CRAFT, CULTURE AND AGRICULTURE
A glimpse into the living heritage of Northeast India

Friday 7th July 2023, 6.30pm at The Nomads Tent

A presentation about the life, craft, culture and wildlife of Northeast India by Anna-Louise Meynell, a Scottish researcher and textile designer, and Champak Deka, founder of Native Northeast, a tour company in Assam.

Anna-Louise Meynell is a textile designer and researcher from Scotland who is based in Assam, Northeast India. She completed a PhD on the eri silk traditions of Meghalaya in 2021 and has remained in the northeast region since the period of her fieldwork. Anna-Louise has been working with artisans in Northeast India since 2014 and through the various facets of her work has had the opportunity to travel to some fascinating parts of the region, exploring textiles, techniques and sustainability of traditional artisan practices. 

Native Northeast is driven by Champak Deka, a fellow traveller and native of Northeast India. His previous career as a commercial deep sea diver and a submariner in the Indian navy took him all around the world, instilling in him an appreciation of engaging experiences through travel.

Aim a
Reproduce the part of the Northeast India event notice from "CRAFT, CULTURE AND AGRICULTURE" up to and including "company in Assam.".

Material provided
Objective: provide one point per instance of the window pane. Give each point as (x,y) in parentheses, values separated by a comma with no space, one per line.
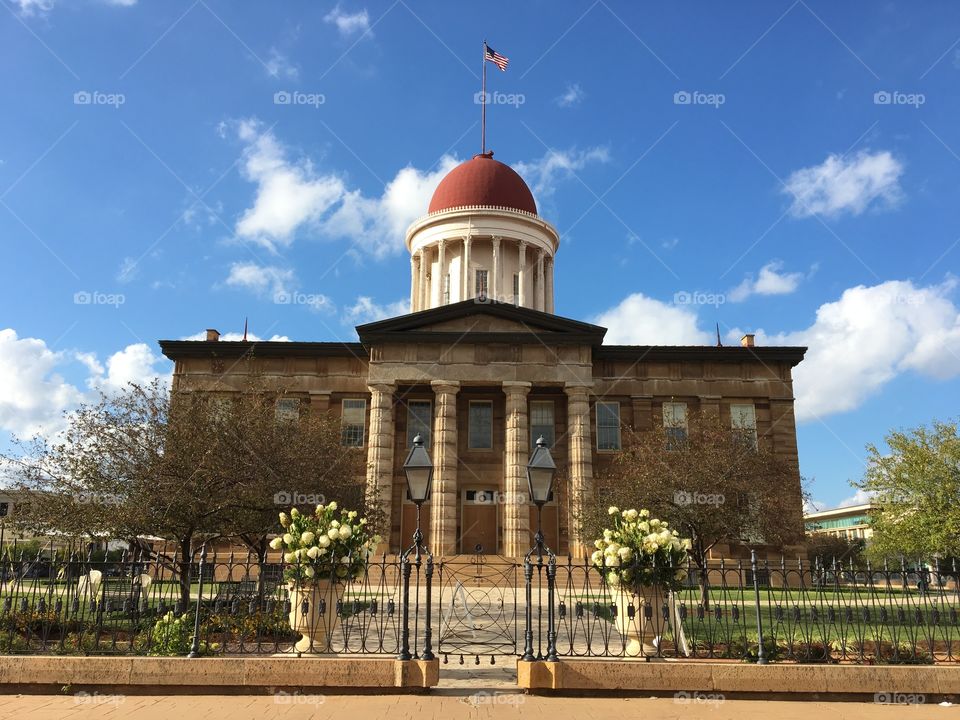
(419,415)
(608,426)
(480,429)
(352,421)
(542,422)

Aim b
Arrange the records above as a two-column CSV with the headers instruction and points, one row per record. Put each field in quotes, replace line breaks with spaces, and leave out the pictures.

Output a
CRAFT, CULTURE AND AGRICULTURE
A glimpse into the living heritage of Northeast India

Friday 7th July 2023, 6.30pm at The Nomads Tent

A presentation about the life, craft, culture and wildlife of Northeast India by Anna-Louise Meynell, a Scottish researcher and textile designer, and Champak Deka, founder of Native Northeast, a tour company in Assam.

Output b
instruction,points
"Objective: provide one point per instance of the window pane. Give each point as (x,y) in parentheses, values separated by a comma with no space, one per line.","(419,415) (608,426) (480,429) (352,421) (542,422)"